• [Page excerpt]
====

It was a privileged opportunity to see the news before it was broadcast to the public. It was also a huge responsibility to be part of the team that filtered and chose which news stories were to be edited into a video report, and which stories would reach the desk of the news anchors and, ultimately, the public.

On any given day, it was amazing to have seen the overwhelming amount of news that reached the division of an all-news television station. 1987 was a full nine years before I became a consumer of mental health services, or before I knew anything about mental health or the mental health community. So, I don't have a personal recollection of how my employer approached the mental health community or mental health news.

What I do know is that in the decision-making process of which news to broadcast and which news not to, there were the presences of extremely powerful competing interests for "air-time." Those "competing interests" were the various special interest communities of the country: the political parties; politicians as individuals; the entertainers; the environmentalists; the pacifists; the religious organizations; individual religious leaders; government agencies; government bureaucrats; community-based leaders; and organizations with all sorts of interest issues. The country's own cultural and socio-political climate was a factor in what was "newsworthy." Moreover, having a friend or a sympathizer working inside the TV station was also a factor in whether "your story" was going to make it in the newscast.

====

• [Supplied data]
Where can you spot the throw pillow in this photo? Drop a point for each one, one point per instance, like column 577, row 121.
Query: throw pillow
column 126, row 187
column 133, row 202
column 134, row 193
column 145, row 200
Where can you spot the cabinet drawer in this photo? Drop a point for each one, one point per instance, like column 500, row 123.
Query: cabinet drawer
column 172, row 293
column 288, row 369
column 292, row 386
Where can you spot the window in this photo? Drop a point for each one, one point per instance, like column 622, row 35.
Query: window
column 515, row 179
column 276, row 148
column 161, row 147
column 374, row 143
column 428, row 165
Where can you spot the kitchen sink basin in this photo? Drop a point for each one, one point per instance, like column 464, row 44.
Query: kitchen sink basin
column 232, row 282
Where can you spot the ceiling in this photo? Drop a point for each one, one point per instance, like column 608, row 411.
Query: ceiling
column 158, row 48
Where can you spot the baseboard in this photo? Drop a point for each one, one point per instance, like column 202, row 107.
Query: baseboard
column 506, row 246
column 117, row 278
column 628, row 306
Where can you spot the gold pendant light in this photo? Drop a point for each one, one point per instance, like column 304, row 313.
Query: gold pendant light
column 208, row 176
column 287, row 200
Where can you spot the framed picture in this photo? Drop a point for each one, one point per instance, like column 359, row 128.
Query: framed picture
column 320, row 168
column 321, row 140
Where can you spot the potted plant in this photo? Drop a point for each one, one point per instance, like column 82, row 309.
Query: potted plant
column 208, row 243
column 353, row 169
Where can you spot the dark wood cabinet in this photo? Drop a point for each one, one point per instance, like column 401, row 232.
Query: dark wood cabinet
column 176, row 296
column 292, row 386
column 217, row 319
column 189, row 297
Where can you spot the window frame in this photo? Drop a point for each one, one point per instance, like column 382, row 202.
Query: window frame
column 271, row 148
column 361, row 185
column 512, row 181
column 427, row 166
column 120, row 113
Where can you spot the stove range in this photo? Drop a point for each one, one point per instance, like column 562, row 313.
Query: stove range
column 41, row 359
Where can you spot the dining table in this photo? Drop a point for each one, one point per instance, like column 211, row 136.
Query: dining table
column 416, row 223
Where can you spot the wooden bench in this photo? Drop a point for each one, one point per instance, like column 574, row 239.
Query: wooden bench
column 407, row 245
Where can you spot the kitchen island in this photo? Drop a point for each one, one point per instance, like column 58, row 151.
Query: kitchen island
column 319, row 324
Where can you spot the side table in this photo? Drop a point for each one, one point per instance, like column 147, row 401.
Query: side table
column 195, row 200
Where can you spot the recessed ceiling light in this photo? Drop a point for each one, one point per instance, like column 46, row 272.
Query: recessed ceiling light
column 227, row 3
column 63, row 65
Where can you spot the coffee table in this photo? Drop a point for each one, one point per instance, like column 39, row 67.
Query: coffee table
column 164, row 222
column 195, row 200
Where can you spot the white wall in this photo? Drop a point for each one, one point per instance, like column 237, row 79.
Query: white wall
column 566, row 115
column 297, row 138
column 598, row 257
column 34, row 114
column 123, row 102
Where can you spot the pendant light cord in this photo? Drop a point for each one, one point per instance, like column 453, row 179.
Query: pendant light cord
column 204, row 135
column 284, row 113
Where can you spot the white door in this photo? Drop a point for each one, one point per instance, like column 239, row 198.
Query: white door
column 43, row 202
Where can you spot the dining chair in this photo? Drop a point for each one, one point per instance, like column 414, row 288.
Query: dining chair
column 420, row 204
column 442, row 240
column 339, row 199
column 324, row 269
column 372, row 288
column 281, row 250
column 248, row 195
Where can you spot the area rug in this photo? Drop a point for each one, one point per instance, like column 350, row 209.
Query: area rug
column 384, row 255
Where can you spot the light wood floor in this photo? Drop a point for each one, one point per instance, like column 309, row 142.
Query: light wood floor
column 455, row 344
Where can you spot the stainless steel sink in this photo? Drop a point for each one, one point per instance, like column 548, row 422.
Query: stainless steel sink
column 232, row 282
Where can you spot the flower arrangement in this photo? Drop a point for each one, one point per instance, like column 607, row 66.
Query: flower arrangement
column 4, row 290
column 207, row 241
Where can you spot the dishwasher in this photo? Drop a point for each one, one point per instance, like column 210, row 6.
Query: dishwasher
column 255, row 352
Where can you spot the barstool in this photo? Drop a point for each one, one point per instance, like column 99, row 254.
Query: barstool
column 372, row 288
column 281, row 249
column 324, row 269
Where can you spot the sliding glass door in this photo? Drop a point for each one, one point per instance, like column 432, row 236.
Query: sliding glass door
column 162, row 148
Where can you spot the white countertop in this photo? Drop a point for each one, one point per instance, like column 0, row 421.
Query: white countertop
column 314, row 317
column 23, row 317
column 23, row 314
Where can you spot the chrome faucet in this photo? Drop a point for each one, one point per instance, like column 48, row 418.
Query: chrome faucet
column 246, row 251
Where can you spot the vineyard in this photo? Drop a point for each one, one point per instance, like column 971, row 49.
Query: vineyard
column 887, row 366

====

• [What to do]
a – In the news-station passage, how many years before the writer became a consumer of mental health services was 1987?
b – Reproduce the portion of the news-station passage starting at "It was a privileged" and ending at "ultimately, the public.".

• [Outputs for the tasks]
a – A full nine years.

b –
It was a privileged opportunity to see the news before it was broadcast to the public. It was also a huge responsibility to be part of the team that filtered and chose which news stories were to be edited into a video report, and which stories would reach the desk of the news anchors and, ultimately, the public.